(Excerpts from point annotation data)
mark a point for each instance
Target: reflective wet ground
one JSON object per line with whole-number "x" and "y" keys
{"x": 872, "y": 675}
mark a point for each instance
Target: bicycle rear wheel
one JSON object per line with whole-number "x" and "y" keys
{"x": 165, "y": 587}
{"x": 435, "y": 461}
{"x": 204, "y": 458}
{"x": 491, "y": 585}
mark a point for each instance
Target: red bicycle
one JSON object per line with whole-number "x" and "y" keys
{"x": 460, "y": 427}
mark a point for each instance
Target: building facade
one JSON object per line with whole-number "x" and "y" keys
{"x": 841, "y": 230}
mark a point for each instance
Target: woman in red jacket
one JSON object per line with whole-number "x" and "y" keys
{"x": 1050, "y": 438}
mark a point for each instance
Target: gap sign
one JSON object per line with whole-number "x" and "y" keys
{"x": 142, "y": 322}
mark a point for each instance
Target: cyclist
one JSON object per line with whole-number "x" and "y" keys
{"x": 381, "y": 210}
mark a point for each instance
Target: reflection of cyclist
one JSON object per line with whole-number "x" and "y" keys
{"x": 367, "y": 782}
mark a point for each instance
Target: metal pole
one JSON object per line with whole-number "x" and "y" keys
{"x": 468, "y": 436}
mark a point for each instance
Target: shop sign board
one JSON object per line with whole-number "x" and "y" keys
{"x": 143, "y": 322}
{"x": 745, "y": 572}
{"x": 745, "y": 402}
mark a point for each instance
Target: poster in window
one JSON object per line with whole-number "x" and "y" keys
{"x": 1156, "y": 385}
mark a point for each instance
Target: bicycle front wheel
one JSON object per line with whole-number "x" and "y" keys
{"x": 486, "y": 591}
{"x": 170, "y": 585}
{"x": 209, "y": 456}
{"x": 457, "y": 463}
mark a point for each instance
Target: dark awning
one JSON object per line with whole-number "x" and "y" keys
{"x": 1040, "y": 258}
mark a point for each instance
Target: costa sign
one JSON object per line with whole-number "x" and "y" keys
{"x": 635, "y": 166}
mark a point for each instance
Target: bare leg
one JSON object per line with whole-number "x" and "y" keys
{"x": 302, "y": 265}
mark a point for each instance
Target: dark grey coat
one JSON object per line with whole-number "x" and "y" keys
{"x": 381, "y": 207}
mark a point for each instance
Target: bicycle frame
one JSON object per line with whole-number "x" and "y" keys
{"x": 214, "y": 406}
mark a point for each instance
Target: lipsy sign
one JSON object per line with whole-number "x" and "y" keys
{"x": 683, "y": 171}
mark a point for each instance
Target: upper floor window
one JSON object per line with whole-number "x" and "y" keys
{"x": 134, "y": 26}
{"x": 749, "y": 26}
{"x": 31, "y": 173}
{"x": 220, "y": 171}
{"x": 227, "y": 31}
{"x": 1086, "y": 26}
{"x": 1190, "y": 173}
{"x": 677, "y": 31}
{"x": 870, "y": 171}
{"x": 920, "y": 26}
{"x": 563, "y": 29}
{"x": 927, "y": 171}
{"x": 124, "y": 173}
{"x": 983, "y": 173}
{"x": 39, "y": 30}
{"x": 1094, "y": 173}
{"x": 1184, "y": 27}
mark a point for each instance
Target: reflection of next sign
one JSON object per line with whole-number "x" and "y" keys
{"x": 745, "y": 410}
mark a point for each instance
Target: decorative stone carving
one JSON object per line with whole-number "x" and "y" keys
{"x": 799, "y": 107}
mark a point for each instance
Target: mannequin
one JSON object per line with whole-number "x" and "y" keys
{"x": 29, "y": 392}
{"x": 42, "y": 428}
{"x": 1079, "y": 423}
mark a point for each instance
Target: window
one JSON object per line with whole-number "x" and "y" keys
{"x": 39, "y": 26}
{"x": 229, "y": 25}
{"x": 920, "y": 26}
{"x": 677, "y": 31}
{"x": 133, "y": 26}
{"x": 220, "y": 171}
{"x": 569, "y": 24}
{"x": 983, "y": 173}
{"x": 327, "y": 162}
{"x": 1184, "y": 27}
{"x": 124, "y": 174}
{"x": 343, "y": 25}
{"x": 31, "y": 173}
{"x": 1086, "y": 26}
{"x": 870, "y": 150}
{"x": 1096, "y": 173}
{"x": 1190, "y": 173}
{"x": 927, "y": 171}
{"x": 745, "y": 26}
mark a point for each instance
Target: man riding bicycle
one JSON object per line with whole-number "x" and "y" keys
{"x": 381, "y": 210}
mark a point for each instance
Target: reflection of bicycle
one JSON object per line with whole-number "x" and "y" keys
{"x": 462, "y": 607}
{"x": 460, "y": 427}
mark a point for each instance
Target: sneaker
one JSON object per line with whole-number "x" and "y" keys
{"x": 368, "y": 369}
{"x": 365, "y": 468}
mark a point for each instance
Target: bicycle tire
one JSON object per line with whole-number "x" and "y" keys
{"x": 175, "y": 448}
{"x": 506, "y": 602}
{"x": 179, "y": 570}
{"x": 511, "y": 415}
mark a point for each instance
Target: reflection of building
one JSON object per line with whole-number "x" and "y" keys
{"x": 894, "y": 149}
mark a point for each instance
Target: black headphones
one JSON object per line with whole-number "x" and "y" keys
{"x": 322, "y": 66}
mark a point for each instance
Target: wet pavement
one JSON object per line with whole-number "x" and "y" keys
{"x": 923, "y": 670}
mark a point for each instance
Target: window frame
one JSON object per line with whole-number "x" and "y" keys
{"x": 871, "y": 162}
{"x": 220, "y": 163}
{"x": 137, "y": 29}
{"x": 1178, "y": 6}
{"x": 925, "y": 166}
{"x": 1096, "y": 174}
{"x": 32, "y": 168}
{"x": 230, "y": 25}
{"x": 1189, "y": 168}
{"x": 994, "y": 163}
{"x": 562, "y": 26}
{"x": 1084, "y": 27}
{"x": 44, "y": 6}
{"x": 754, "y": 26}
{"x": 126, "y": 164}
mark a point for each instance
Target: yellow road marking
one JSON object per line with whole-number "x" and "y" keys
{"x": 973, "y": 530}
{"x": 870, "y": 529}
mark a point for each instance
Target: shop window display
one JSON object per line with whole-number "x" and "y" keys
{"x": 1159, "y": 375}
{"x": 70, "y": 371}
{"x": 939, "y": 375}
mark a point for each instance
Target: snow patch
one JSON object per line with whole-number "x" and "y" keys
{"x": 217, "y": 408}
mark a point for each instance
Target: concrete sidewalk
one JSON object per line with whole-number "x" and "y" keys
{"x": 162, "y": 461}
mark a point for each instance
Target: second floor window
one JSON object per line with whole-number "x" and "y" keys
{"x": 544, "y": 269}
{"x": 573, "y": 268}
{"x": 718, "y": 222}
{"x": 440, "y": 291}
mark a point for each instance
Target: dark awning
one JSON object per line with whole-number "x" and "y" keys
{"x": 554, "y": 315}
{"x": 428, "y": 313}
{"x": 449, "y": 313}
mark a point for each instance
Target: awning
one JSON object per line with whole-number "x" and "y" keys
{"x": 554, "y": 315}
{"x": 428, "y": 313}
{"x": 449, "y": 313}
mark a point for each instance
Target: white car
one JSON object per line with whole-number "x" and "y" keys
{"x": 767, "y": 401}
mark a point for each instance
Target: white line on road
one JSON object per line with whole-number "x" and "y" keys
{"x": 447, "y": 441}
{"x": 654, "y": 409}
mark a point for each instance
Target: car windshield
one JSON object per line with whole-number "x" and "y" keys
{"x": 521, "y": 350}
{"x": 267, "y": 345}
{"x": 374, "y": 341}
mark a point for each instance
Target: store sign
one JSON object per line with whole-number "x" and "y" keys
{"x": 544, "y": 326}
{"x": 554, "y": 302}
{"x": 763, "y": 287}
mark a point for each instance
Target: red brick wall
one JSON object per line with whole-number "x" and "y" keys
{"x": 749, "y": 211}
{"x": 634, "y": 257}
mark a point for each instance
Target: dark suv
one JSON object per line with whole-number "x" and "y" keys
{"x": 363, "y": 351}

== BRIEF ==
Please repeat the material above, word for word and in full.

== WORKED SOLUTION ==
mark a point for each instance
Target: reflective wet ground
one JSON object per line with whole-number "x" and "y" keys
{"x": 872, "y": 675}
mark a point for each instance
Target: bicycle rear wheel
one JSON object per line with whole-number "x" and "y" keys
{"x": 165, "y": 587}
{"x": 435, "y": 461}
{"x": 204, "y": 458}
{"x": 491, "y": 585}
mark a point for each instance
Target: red bicycle
one JSON object per line with whole-number "x" and "y" keys
{"x": 460, "y": 427}
mark a point for each instance
Target: building facade
one JSON object per line with whole-number "x" and "y" keys
{"x": 841, "y": 230}
mark a point for each instance
Target: woman in red jacket
one JSON object per line with whole-number "x" and "y" keys
{"x": 1050, "y": 438}
mark a point for each instance
Target: gap sign
one JSON object per line with whole-number "x" and "y" keys
{"x": 142, "y": 322}
mark a point for each instance
Target: cyclist
one JSON object per line with whole-number "x" and "y" keys
{"x": 381, "y": 210}
mark a point for each instance
Target: reflection of cyclist
one JSON object per line with whole-number "x" and "y" keys
{"x": 367, "y": 782}
mark a point for each instance
Target: metal pole
one JSON object per line with whole-number "x" and "y" keys
{"x": 468, "y": 436}
mark a point for each instance
Target: shop sign board
one JSON object per line with whole-number "x" and "y" keys
{"x": 143, "y": 322}
{"x": 745, "y": 572}
{"x": 745, "y": 402}
mark a point for each instance
Target: poster in window
one JSON object per line with whole-number "x" and "y" keys
{"x": 1156, "y": 385}
mark a point for each instance
Target: bicycle front wheel
one JSON object per line with whole-number "x" and "y" keys
{"x": 486, "y": 591}
{"x": 170, "y": 585}
{"x": 209, "y": 456}
{"x": 457, "y": 463}
mark a point for each instance
Target: dark awning
one JSON object per line with whole-number "x" and "y" keys
{"x": 1040, "y": 258}
mark a point for each instance
Target: costa sign
one JSON object per line with whole-number "x" and "y" keys
{"x": 635, "y": 166}
mark a point for each instance
Target: bare leg
one JSON object per line with whole-number "x" and "y" keys
{"x": 302, "y": 265}
mark a point for each instance
Target: dark grey coat
one JSON object per line with whole-number "x" and "y" keys
{"x": 381, "y": 207}
mark a point for each instance
Target: bicycle frame
one JSON object per line with whole-number "x" and "y" keys
{"x": 214, "y": 406}
mark a point for each instance
Target: lipsy sign
one JSON object per line with whole-number "x" and "y" keys
{"x": 683, "y": 171}
mark a point for each instance
Target: upper floor window
one JSON object per line with whole-number "x" and "y" keys
{"x": 134, "y": 26}
{"x": 749, "y": 26}
{"x": 31, "y": 173}
{"x": 220, "y": 171}
{"x": 227, "y": 31}
{"x": 1086, "y": 26}
{"x": 1190, "y": 173}
{"x": 677, "y": 31}
{"x": 870, "y": 171}
{"x": 920, "y": 26}
{"x": 563, "y": 29}
{"x": 927, "y": 171}
{"x": 124, "y": 173}
{"x": 983, "y": 173}
{"x": 39, "y": 30}
{"x": 1094, "y": 173}
{"x": 1184, "y": 27}
mark a point for each instance
Target: reflection of next sign
one JSON object per line with whole-number "x" and "y" keys
{"x": 745, "y": 410}
mark a point for each instance
Target: decorative stone carving
one JSON object per line with whole-number "x" and "y" keys
{"x": 799, "y": 107}
mark a point for each instance
Target: mannequin
one JSON object per line with whole-number "x" and "y" keys
{"x": 29, "y": 392}
{"x": 42, "y": 428}
{"x": 1079, "y": 423}
mark a point for each instance
Target: window
one JSON object per line with whole-number "x" and "y" keys
{"x": 39, "y": 26}
{"x": 229, "y": 25}
{"x": 920, "y": 26}
{"x": 677, "y": 31}
{"x": 133, "y": 26}
{"x": 220, "y": 171}
{"x": 569, "y": 24}
{"x": 983, "y": 173}
{"x": 327, "y": 162}
{"x": 1184, "y": 27}
{"x": 124, "y": 174}
{"x": 343, "y": 25}
{"x": 31, "y": 173}
{"x": 1086, "y": 26}
{"x": 870, "y": 150}
{"x": 1096, "y": 173}
{"x": 1190, "y": 173}
{"x": 927, "y": 171}
{"x": 745, "y": 26}
mark a point for each instance
Target: man riding bicycle
one JSON object per line with whole-number "x" and "y" keys
{"x": 381, "y": 210}
mark a point for each instance
Target: reflection of bicycle
one JSON object per line with whole-number "x" and "y" keys
{"x": 462, "y": 607}
{"x": 460, "y": 427}
mark a point for each instance
Target: sneaker
one JSON object per line with whole-number "x" and "y" keys
{"x": 368, "y": 369}
{"x": 365, "y": 468}
mark a point for each instance
Target: bicycle tire
one JSON object per line with whole-number "x" and "y" keys
{"x": 175, "y": 448}
{"x": 506, "y": 602}
{"x": 179, "y": 570}
{"x": 511, "y": 415}
mark a point for each instance
Target: reflection of building
one JSON object per line with whole-number "x" and "y" keys
{"x": 894, "y": 149}
mark a point for each instance
Target: black headphones
one JSON object per line with whole-number "x" and "y" keys
{"x": 322, "y": 66}
mark a point for each instance
Target: wet pavement
one JSON object per line with whole-number "x" and "y" keys
{"x": 923, "y": 670}
mark a point for each instance
Target: window frame
one JSON object per line with whole-number "x" and "y" keys
{"x": 871, "y": 162}
{"x": 220, "y": 163}
{"x": 137, "y": 29}
{"x": 1178, "y": 6}
{"x": 925, "y": 166}
{"x": 1096, "y": 174}
{"x": 32, "y": 168}
{"x": 230, "y": 25}
{"x": 1189, "y": 168}
{"x": 994, "y": 163}
{"x": 562, "y": 26}
{"x": 1084, "y": 27}
{"x": 44, "y": 6}
{"x": 754, "y": 26}
{"x": 126, "y": 164}
mark a point for each instance
Target: yellow road marking
one JSON object per line with whole-number "x" and "y" keys
{"x": 973, "y": 530}
{"x": 870, "y": 529}
mark a point for each instance
Target: shop window display
one JSON object per line with whole-number "x" and "y" keys
{"x": 1159, "y": 375}
{"x": 70, "y": 371}
{"x": 939, "y": 375}
mark a point for each instance
Target: snow patch
one JSON object per line with whole-number "x" and "y" keys
{"x": 217, "y": 408}
mark a point for each instance
Target: concrete sidewalk
one JSON object per line with whole-number "x" and "y" keys
{"x": 162, "y": 461}
mark a point for each instance
Target: second floor window
one JSON object per line with whole-number "x" and "y" keys
{"x": 544, "y": 269}
{"x": 573, "y": 268}
{"x": 718, "y": 222}
{"x": 440, "y": 291}
mark a point for each instance
Target: dark awning
one JSON object per line with whole-number "x" and "y" keys
{"x": 554, "y": 315}
{"x": 428, "y": 313}
{"x": 449, "y": 313}
mark a point for each instance
Target: awning
one JSON object per line with whole-number "x" and "y" keys
{"x": 554, "y": 315}
{"x": 428, "y": 313}
{"x": 449, "y": 313}
mark a point for each instance
Target: white car
one JSON object per line with whole-number "x" and "y" keys
{"x": 767, "y": 401}
mark a point for each instance
Target: white line on road
one JSON object per line with whole-number "x" and "y" keys
{"x": 447, "y": 441}
{"x": 654, "y": 409}
mark a point for each instance
Target: car windshield
one JSON object per line with whole-number "x" and "y" keys
{"x": 521, "y": 350}
{"x": 267, "y": 345}
{"x": 374, "y": 341}
mark a point for each instance
Target: store sign
one JSON object per line with whole-number "x" and "y" keys
{"x": 544, "y": 326}
{"x": 554, "y": 302}
{"x": 763, "y": 287}
mark a point for each instance
Target: red brick wall
one JSON object per line with whole-number "x" and "y" keys
{"x": 749, "y": 211}
{"x": 634, "y": 257}
mark a point for each instance
Target: dark suv
one JSON object per line with whole-number "x" and "y" keys
{"x": 363, "y": 351}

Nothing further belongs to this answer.